[Begin INPUT FOR THIS TASK]
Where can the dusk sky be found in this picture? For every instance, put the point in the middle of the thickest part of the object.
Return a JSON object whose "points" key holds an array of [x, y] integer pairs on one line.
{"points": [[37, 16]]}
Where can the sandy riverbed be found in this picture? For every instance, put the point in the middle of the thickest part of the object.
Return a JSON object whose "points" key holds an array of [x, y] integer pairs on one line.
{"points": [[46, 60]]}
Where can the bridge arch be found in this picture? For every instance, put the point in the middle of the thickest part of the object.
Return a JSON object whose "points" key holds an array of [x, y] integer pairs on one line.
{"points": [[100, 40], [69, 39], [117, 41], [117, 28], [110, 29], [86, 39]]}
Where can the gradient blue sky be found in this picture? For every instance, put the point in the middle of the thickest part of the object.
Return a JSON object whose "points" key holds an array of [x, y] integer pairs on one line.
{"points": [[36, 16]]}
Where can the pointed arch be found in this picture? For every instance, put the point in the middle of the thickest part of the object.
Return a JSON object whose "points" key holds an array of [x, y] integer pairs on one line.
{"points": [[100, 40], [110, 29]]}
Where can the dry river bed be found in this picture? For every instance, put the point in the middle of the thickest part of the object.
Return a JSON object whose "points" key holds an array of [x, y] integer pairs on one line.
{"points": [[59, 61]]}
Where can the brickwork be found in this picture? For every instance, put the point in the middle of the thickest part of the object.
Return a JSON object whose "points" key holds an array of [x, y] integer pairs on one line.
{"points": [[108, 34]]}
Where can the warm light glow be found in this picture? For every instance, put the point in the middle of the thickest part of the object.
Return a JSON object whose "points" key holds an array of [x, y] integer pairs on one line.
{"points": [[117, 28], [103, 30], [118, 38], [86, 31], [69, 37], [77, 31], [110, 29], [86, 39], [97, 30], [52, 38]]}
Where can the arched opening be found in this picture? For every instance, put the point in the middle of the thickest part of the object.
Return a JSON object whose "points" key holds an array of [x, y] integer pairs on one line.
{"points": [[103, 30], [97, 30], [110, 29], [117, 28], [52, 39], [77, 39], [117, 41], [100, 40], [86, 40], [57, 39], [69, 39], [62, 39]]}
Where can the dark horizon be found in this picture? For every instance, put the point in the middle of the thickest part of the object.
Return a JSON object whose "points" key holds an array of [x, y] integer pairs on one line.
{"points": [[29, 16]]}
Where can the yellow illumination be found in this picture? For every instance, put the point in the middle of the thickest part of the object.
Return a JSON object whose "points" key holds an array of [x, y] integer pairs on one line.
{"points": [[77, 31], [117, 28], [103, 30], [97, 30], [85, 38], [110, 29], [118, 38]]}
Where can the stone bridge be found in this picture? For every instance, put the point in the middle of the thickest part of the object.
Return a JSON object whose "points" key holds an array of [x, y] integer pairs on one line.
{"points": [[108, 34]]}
[End INPUT FOR THIS TASK]
# PROBLEM STATEMENT
Repeat the material from above exactly, word for word.

# ANSWER TO THE TASK
Where can the dusk sky be found in this picture? For every instance, put the point in the middle of the thickest part of the object.
Return a JSON object whose "points" key holds an array of [x, y] integer pairs on one line.
{"points": [[37, 16]]}
Where can the sandy riverbed be found in this picture? For every instance, put the point in the middle of the thickest part of the object.
Return a JSON object whose "points" key holds an array of [x, y] integer pairs on one line.
{"points": [[46, 60]]}
Where can the bridge arch be found in this picture? For every instance, put the point in the middle of the thickest part of the object.
Return a JSON object whose "points" key holds an array of [x, y] integer pairs on one line.
{"points": [[100, 40], [69, 39], [117, 41], [117, 28], [110, 29], [86, 39]]}
Where can the gradient blue sky be found in this picture? For every instance, put the point in the middle of the thickest part of the object.
Return a JSON object whose "points" key holds an array of [x, y] integer pairs on one line.
{"points": [[36, 16]]}
Where can the pointed arch be found in this picture? For every instance, put the point in the middle of the thickest part of the object.
Return a JSON object whose "points" key holds an array of [x, y] integer pairs on one line.
{"points": [[100, 40], [110, 29]]}
Where can the dry river bed be found in this picture? For every instance, put the point in the middle of the thickest part of the object.
Return a JSON object whose "points" key holds an array of [x, y] integer pairs on one line.
{"points": [[59, 61]]}
Where can the brickwork be found in this picture? For every instance, put the point in the middle of the thickest part of the object.
Return a JSON object whose "points" key holds an array of [x, y] integer pairs on one line.
{"points": [[108, 34]]}
Where can the warm light glow be found in this picture? For every instance, put the point in the middle of the thickest part of the object.
Return a JSON object whose "points" key holds an array of [x, y] integer pairs on one line.
{"points": [[117, 28], [103, 30], [118, 38], [86, 31], [69, 37], [77, 31], [110, 29], [86, 39], [97, 30], [52, 38]]}
Where can the arched opening be found in this picture? For every instance, put the point in the middle of the thickest part of the object.
Return a JSON object whose "points" key holds an array of [x, y] integer pairs on one line.
{"points": [[103, 30], [97, 30], [110, 29], [117, 28], [52, 39], [77, 39], [117, 41], [100, 40], [86, 40], [57, 39], [69, 39], [62, 39]]}
Where can the dark horizon be found in this picture? For every instance, put the point in the middle of the thickest part of the object.
Return a JSON object whose "points" key holds an array of [x, y] integer pairs on one line.
{"points": [[29, 16]]}
Where can the yellow illumination be found in this picture? For every instance, put the point in the middle of the thickest part of the object.
Return a JSON object whose "points" key holds an array of [x, y] integer pairs on one line.
{"points": [[77, 31], [117, 28], [103, 30], [97, 30], [85, 38], [110, 29], [118, 38]]}
Where can the stone bridge be found in this picture? For every instance, put the point in the middle of the thickest part of the object.
Return a JSON object whose "points" key holds an array of [x, y] integer pairs on one line.
{"points": [[108, 34]]}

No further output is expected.